Retype the entries. Match them exactly.
(Extracted material begins)
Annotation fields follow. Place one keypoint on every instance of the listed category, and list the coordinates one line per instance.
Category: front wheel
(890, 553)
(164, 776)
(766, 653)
(Extracted material ends)
--- Expected answer ---
Annotation fields follow. Place one keypoint on every instance of the listed category, and list the coordinates one line per instance.
Category: front wheel
(890, 553)
(164, 776)
(766, 653)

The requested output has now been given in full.